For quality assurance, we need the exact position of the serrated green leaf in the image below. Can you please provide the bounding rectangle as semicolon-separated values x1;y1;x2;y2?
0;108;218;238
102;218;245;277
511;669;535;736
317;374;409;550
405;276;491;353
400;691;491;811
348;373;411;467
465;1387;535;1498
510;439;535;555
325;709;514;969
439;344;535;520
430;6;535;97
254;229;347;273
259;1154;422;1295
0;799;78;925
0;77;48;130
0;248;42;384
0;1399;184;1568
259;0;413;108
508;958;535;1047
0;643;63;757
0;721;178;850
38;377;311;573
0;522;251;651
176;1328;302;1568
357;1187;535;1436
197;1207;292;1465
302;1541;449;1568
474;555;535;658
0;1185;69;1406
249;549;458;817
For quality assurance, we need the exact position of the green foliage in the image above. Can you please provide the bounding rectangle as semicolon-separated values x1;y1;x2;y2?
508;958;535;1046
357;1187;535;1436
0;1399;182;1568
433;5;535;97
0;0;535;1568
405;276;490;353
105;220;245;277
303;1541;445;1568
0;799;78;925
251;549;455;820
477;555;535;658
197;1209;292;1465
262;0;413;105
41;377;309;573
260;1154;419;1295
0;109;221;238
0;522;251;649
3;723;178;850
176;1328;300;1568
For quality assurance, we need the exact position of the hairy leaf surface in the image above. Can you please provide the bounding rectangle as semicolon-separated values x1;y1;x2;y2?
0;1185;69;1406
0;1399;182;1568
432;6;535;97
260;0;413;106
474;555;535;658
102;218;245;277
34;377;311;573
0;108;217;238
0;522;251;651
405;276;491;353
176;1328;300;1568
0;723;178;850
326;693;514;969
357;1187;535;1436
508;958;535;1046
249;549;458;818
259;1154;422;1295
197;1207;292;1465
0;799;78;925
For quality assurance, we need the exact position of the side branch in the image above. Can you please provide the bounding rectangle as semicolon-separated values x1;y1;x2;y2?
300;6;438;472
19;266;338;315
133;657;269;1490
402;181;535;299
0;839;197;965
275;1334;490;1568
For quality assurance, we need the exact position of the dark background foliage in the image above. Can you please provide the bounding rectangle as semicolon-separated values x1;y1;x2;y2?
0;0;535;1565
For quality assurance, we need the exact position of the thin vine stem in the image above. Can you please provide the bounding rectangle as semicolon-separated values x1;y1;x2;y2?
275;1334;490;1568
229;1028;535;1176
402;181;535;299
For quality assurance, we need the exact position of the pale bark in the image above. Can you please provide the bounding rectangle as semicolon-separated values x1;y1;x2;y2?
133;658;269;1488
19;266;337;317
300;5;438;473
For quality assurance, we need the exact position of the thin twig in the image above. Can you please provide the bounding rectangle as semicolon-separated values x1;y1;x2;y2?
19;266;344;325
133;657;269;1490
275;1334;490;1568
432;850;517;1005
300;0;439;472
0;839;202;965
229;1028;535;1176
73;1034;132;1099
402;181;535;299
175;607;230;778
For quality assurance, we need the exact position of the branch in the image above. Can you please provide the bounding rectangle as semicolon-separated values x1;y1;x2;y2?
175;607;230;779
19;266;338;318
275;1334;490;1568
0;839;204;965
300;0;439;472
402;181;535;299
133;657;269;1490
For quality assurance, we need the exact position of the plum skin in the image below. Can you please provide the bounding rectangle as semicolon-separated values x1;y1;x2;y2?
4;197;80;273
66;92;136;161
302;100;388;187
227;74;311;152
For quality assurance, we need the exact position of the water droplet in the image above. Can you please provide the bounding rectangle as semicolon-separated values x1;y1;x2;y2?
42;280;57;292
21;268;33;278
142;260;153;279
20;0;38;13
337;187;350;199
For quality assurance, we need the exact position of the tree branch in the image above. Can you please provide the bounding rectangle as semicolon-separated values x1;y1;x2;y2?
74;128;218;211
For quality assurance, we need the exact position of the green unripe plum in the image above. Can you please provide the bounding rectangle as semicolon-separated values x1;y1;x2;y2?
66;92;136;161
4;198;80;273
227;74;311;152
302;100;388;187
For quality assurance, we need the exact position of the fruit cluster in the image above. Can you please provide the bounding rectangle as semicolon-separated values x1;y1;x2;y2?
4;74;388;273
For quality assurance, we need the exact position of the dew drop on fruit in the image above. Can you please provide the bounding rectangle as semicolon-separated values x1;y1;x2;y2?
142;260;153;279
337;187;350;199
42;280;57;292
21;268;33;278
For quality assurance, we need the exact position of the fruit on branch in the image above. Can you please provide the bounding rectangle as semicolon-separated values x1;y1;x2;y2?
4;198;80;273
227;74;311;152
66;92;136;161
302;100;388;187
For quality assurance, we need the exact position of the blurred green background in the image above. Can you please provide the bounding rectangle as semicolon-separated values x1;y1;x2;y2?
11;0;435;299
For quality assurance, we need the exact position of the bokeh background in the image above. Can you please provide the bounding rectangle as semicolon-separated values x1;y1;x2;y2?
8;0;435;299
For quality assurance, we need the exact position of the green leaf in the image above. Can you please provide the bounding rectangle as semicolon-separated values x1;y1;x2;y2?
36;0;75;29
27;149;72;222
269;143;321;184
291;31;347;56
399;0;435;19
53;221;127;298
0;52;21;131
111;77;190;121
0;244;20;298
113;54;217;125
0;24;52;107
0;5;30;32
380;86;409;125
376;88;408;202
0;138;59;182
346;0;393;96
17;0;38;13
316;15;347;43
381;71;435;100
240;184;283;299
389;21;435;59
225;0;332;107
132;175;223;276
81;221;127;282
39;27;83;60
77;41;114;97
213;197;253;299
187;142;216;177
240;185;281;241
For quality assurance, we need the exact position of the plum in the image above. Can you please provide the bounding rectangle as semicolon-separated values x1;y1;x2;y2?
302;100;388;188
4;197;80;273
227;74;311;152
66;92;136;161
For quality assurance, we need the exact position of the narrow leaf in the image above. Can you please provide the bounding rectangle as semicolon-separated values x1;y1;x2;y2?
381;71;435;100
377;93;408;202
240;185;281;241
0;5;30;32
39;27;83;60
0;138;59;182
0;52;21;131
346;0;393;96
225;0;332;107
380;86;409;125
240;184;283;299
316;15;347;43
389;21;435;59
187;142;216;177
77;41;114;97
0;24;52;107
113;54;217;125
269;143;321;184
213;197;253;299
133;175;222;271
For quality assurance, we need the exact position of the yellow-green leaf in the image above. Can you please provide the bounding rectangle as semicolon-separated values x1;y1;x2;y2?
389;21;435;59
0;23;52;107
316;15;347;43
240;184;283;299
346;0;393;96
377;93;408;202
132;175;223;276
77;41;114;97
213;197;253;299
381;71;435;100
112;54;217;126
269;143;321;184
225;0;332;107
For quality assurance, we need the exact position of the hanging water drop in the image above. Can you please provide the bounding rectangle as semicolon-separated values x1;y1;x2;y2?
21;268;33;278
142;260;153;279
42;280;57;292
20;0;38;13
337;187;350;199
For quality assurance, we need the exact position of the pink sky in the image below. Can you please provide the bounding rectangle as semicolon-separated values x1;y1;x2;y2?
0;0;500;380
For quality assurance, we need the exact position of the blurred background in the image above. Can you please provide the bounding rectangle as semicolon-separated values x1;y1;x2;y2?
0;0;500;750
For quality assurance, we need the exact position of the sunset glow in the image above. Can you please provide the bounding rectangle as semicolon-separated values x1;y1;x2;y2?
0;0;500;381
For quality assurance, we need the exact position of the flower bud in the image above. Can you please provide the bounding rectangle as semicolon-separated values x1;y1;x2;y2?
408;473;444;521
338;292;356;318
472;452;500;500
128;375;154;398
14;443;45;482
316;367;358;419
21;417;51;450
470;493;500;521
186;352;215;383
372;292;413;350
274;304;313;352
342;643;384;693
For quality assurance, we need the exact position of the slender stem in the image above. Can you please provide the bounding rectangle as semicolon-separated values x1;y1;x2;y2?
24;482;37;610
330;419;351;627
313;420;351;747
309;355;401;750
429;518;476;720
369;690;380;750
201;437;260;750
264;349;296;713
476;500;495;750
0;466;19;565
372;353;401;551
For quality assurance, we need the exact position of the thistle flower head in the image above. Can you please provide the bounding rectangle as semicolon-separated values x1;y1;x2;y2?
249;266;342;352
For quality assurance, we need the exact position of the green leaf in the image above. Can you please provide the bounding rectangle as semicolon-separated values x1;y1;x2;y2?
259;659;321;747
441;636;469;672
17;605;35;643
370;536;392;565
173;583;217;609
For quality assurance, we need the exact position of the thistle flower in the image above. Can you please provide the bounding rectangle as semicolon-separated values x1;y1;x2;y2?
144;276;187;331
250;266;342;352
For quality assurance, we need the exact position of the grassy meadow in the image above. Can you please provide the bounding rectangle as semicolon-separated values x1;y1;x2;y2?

------

* Task to carry out: Please rewrite the part of the material that opens at its first line and closes with the line containing "0;1399;184;1568", changing "serrated" to "jagged" and leaving everything else as it is.

* Finished exercise:
For quality assurance, we need the exact position of the jagged green leaf in the image below. Can you please provide the bounding rectangle as semicolon-separated values x1;y1;x2;y2?
0;108;218;238
102;218;245;277
511;669;535;736
317;374;409;550
405;276;491;353
400;691;491;811
348;373;411;467
465;1387;535;1498
510;439;535;555
325;709;514;969
439;344;535;520
430;6;535;97
254;229;347;273
259;1154;422;1295
0;799;78;925
0;77;48;130
0;248;42;384
0;1399;184;1568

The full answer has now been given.